Write out exactly the lines from the one with "refrigerator; give the position of each." through the last line. Pictures stay out.

§ **Source data**:
────────
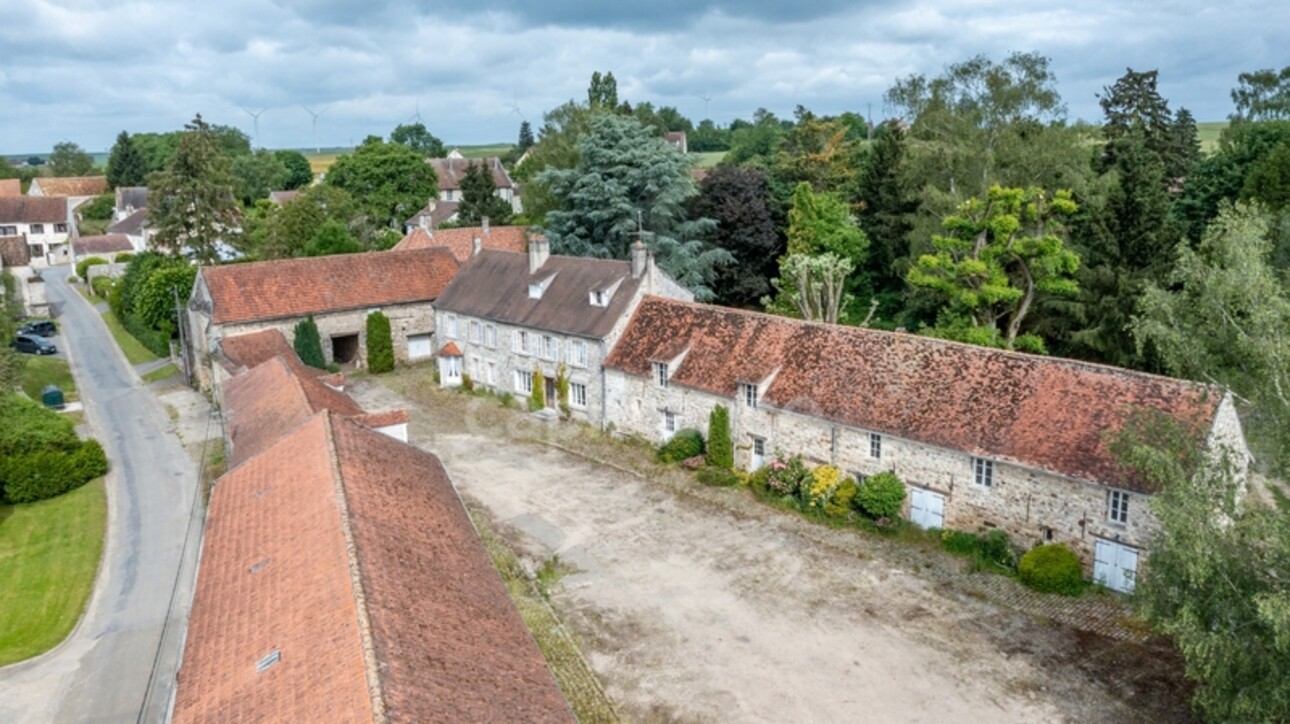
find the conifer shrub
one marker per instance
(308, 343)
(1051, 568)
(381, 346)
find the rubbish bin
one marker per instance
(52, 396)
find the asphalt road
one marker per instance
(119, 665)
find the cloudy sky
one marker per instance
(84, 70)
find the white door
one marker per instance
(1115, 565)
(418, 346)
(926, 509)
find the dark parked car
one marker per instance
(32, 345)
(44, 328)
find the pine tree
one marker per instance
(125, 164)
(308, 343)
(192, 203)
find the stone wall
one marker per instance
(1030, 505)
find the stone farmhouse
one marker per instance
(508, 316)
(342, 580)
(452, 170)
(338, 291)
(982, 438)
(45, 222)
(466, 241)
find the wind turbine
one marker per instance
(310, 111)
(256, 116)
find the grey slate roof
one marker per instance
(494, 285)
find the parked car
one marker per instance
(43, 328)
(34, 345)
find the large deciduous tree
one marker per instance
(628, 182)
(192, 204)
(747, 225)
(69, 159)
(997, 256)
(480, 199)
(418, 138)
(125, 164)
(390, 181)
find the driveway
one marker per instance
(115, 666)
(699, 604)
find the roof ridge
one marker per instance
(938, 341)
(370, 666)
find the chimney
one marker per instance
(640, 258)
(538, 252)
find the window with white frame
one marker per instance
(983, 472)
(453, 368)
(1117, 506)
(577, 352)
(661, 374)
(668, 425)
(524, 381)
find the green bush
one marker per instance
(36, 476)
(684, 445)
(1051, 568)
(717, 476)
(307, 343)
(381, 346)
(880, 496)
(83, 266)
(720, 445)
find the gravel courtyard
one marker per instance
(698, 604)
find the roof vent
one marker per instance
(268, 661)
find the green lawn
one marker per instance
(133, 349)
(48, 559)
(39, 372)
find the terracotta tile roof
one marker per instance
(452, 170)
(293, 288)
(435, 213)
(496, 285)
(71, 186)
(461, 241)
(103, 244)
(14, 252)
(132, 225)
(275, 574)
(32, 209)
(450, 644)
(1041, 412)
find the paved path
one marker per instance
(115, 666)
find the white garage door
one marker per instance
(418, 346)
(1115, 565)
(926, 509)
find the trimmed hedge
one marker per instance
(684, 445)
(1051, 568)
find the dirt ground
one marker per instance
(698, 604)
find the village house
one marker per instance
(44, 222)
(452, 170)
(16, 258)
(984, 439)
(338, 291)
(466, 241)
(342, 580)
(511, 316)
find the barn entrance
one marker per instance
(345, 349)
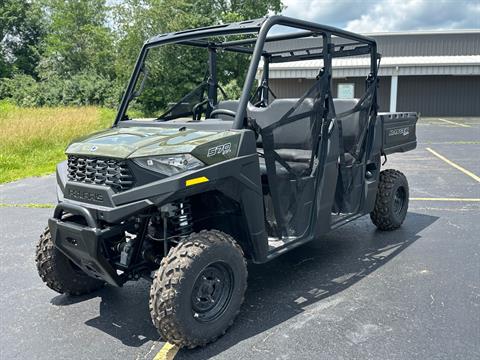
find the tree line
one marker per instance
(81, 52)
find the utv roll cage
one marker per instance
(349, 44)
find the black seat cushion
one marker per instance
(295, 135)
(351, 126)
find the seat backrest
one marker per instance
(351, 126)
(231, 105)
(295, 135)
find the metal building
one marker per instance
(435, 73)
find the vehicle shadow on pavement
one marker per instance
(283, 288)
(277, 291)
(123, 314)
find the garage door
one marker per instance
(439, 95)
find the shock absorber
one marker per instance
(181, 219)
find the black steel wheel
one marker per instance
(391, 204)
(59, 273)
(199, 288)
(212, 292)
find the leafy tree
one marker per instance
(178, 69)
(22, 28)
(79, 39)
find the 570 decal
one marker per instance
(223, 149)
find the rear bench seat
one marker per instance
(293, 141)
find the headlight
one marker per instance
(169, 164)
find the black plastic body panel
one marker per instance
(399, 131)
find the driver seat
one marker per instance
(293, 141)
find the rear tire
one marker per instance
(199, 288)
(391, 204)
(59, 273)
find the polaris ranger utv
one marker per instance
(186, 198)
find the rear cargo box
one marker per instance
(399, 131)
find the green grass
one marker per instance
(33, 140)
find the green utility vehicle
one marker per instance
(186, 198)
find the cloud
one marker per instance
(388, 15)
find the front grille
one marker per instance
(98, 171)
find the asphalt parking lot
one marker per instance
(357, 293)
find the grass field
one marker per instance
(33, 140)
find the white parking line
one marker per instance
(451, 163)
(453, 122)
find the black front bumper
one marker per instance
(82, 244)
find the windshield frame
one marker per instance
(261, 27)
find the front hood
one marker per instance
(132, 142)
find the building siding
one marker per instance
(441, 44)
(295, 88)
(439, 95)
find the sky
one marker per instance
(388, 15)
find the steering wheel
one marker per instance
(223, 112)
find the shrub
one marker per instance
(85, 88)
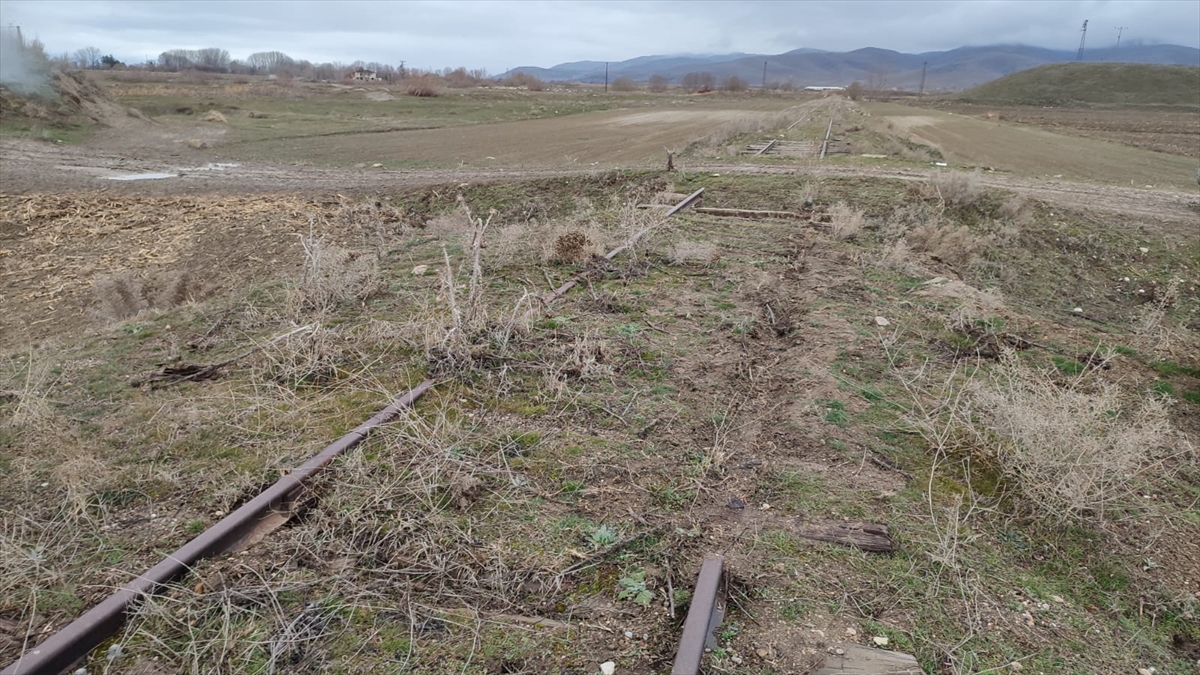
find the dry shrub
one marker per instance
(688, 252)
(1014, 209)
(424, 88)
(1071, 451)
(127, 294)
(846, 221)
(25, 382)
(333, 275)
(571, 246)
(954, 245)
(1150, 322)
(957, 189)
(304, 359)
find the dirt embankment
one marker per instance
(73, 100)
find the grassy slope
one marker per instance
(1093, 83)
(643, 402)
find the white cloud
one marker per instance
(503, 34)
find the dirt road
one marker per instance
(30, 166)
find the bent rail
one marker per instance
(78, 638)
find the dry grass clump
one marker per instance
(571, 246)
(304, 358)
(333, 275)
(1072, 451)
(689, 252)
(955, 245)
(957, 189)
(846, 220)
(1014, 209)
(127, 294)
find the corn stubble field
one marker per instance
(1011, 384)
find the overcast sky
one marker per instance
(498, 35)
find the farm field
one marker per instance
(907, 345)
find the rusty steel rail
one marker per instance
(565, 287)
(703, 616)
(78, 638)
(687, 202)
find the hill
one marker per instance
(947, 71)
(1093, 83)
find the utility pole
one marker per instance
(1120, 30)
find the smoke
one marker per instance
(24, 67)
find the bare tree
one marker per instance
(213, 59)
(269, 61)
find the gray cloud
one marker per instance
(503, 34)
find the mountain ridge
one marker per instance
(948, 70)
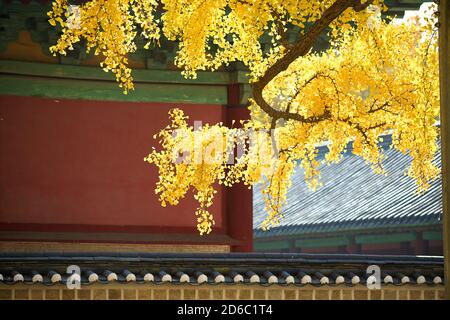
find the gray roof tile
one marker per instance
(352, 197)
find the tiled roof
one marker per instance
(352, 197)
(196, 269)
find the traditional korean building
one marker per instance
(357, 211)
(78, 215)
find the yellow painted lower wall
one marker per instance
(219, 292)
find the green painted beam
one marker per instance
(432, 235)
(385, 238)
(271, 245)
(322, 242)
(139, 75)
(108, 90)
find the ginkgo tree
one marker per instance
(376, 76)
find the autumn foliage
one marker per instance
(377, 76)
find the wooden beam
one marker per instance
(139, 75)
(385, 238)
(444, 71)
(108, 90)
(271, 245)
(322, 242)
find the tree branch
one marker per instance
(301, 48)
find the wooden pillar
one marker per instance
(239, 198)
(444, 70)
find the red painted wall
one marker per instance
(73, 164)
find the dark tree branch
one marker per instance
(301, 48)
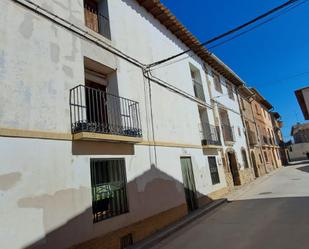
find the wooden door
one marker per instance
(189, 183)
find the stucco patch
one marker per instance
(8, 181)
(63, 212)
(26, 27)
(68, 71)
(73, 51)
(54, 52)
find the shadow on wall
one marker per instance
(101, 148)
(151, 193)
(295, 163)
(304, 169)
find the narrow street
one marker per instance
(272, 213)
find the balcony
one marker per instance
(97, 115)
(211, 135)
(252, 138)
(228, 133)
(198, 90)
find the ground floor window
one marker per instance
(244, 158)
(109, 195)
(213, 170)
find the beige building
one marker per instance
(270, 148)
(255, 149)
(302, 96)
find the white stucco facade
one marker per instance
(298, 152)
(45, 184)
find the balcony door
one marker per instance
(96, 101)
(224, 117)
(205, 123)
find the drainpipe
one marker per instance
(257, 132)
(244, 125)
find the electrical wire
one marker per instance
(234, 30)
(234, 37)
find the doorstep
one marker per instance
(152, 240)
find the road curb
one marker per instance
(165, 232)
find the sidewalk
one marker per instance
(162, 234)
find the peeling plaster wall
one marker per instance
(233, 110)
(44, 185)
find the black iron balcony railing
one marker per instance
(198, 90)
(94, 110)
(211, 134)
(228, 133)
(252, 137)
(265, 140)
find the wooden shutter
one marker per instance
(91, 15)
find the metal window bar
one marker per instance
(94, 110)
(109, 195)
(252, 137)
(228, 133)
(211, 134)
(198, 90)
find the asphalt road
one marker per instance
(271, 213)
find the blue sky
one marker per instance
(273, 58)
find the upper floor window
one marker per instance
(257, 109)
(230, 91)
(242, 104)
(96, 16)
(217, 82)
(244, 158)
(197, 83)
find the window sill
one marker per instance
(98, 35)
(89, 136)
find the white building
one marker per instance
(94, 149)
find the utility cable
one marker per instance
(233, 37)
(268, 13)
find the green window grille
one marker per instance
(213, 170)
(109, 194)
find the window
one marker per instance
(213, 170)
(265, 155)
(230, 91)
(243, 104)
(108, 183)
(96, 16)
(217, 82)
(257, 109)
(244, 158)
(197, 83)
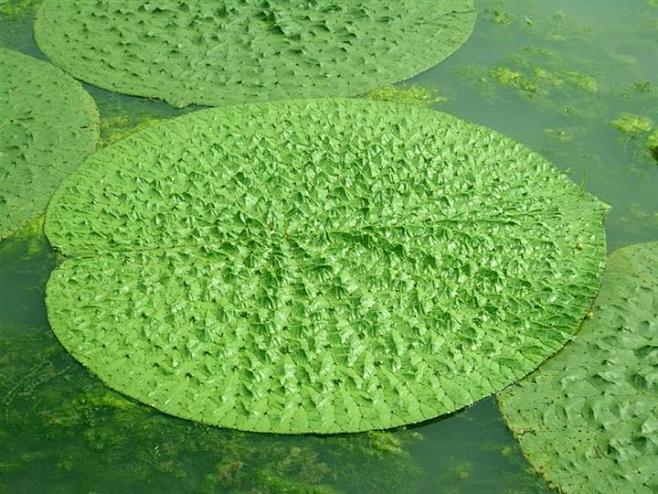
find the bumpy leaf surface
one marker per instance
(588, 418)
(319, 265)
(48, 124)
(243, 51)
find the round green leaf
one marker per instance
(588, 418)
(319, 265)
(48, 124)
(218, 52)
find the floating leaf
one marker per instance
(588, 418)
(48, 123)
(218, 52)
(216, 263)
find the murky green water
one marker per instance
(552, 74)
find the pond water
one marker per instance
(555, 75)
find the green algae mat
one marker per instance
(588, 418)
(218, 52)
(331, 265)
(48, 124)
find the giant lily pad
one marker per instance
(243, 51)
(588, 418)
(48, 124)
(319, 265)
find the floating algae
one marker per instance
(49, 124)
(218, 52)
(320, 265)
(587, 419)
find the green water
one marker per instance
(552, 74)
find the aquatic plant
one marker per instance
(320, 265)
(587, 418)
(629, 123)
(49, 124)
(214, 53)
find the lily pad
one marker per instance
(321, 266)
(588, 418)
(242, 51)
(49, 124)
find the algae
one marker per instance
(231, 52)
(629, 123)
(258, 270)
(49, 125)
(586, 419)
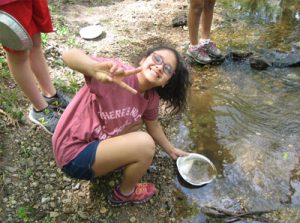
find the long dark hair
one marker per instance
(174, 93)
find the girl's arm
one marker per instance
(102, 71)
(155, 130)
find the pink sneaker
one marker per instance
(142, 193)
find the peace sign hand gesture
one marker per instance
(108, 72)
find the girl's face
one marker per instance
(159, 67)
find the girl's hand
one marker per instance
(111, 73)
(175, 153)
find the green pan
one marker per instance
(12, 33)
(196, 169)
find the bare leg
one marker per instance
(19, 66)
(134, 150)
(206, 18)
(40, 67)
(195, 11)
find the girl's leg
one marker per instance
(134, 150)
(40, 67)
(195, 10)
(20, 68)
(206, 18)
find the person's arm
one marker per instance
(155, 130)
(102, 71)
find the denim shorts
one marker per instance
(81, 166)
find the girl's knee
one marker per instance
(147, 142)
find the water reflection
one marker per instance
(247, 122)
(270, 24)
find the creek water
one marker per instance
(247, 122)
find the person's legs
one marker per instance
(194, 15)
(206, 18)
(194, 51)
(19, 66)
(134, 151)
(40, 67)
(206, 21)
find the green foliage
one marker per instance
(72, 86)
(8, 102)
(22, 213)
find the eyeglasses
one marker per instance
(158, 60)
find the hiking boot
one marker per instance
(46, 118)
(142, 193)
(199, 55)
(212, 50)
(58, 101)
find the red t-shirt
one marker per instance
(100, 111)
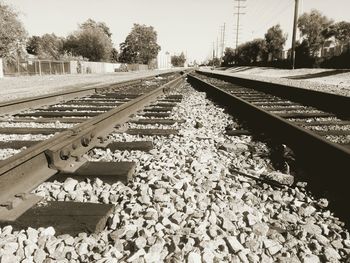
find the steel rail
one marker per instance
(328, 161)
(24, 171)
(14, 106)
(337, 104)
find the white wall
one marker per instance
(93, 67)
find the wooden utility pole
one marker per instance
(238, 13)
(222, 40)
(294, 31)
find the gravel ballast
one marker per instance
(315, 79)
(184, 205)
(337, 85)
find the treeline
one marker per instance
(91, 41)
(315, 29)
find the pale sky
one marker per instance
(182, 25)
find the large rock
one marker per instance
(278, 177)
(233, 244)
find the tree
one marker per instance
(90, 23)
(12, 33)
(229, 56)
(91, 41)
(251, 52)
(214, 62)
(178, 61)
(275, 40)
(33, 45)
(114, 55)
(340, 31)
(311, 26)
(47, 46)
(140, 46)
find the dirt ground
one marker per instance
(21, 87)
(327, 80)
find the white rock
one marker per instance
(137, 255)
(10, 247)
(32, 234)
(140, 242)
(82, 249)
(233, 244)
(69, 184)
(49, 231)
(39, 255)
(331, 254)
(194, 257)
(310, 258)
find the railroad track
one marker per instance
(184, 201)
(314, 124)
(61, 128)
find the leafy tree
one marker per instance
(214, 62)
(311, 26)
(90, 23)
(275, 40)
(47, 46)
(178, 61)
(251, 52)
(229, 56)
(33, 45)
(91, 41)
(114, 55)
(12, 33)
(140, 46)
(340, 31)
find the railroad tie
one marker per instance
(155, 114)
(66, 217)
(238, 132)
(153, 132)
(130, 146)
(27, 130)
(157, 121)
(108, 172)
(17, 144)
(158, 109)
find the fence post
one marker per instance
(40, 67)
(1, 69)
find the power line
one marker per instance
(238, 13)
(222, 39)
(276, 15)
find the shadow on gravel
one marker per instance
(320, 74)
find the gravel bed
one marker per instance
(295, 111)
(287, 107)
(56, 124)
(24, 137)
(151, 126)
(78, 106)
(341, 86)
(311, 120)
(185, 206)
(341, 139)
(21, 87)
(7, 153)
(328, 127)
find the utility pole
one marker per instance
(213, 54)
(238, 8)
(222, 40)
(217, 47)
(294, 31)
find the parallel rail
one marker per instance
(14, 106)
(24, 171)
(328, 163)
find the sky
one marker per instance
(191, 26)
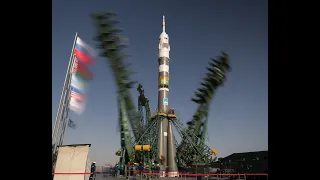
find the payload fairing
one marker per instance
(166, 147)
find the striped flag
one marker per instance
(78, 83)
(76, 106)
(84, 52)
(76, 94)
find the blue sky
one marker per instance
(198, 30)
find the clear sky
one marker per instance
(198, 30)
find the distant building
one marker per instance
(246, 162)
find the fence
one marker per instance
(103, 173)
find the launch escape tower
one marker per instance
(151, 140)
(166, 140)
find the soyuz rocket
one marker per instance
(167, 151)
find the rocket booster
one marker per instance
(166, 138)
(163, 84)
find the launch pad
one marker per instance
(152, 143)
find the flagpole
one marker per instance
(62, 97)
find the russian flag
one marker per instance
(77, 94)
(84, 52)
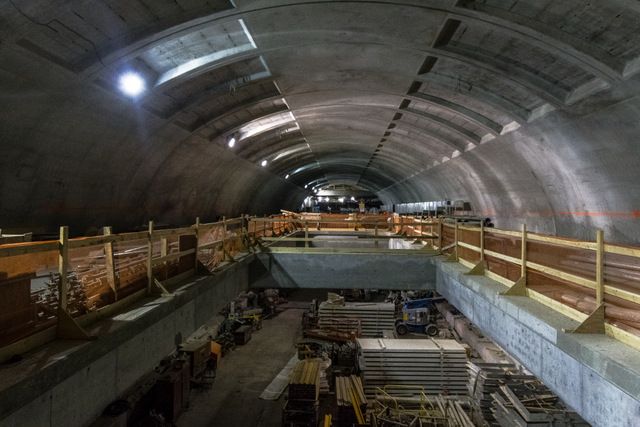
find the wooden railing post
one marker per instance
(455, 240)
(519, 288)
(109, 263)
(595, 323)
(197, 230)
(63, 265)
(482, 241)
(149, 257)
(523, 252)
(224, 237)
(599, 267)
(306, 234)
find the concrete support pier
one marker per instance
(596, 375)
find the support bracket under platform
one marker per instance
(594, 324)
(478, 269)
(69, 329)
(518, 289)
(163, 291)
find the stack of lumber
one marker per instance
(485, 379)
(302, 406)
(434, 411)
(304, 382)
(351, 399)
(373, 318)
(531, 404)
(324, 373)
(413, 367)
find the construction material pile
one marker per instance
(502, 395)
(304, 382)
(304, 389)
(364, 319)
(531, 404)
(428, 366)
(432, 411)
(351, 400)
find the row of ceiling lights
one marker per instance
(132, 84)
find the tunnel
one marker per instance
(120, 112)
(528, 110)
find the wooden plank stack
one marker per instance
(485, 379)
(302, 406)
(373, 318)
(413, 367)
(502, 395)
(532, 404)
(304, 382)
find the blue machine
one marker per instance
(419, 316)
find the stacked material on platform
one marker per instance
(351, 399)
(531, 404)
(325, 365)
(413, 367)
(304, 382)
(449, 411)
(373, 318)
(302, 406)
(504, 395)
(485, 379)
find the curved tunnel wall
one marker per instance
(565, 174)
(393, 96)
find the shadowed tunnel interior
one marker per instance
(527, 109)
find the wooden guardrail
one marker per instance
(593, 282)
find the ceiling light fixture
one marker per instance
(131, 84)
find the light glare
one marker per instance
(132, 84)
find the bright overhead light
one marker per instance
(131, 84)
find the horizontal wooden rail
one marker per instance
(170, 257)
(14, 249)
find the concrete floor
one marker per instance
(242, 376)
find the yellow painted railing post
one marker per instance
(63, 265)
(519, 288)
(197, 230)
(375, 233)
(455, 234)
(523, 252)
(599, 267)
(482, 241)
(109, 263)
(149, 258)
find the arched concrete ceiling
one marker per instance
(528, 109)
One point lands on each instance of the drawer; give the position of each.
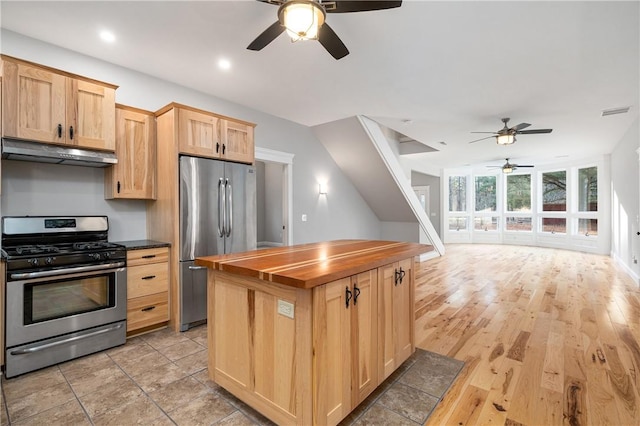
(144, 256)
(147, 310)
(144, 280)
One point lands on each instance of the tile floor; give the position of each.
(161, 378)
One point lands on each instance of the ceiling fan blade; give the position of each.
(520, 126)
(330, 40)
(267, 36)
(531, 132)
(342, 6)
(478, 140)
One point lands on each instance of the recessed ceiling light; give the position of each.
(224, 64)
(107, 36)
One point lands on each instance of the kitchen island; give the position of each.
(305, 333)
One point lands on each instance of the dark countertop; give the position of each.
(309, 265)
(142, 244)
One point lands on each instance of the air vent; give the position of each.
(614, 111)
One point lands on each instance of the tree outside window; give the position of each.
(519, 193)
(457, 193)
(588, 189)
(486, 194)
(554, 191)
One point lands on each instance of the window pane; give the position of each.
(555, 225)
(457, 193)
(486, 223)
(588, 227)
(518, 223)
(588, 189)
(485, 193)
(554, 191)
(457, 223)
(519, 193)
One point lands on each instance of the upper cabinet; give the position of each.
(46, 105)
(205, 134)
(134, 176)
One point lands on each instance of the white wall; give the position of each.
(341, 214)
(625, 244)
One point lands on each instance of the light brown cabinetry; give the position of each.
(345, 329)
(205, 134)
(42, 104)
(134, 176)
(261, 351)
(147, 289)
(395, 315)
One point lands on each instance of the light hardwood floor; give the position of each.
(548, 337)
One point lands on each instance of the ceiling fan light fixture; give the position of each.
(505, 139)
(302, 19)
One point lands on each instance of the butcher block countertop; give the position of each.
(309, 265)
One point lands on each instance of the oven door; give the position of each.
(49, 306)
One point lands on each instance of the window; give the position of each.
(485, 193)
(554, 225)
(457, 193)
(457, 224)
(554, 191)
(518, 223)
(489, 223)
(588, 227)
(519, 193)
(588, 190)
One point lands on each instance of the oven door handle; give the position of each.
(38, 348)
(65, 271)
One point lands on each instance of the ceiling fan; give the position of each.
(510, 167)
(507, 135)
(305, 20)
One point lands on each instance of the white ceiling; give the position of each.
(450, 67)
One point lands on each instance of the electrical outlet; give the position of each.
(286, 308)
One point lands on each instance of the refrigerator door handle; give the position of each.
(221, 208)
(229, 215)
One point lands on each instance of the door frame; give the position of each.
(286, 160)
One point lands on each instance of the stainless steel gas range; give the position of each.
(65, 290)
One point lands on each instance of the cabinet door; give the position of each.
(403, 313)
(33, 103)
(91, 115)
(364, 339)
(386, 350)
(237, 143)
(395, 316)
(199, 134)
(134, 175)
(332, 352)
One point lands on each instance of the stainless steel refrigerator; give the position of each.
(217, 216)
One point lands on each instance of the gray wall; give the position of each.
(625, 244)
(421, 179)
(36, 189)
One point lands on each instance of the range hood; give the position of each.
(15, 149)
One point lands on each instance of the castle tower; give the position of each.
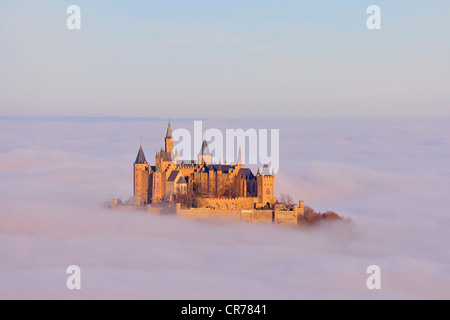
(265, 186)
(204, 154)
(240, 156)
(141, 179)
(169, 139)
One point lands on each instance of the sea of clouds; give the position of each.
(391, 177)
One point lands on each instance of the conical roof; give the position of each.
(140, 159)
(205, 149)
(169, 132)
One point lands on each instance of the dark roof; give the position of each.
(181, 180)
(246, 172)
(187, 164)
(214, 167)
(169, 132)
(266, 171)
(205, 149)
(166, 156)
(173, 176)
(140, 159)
────────
§ **Answer in full**:
One point lands on each instance of the stainless steel refrigerator; give the position of each.
(217, 216)
One point lands on each instance of the gray wall; give the position of each.
(625, 244)
(421, 179)
(36, 189)
One point lands on each instance of the range hood; give the position of each.
(15, 149)
One point lands on each instance of the castle tower; give the position of each.
(265, 186)
(204, 154)
(240, 156)
(141, 179)
(169, 139)
One point lands on each instance of the sea of clouds; give the position of each.
(391, 177)
One point lands on each instance of the conical roof; give the position of each.
(140, 159)
(205, 149)
(169, 132)
One point lands on each instance of the dark roof; give the position of each.
(181, 180)
(246, 172)
(187, 164)
(214, 167)
(169, 132)
(266, 171)
(205, 149)
(166, 156)
(173, 176)
(140, 159)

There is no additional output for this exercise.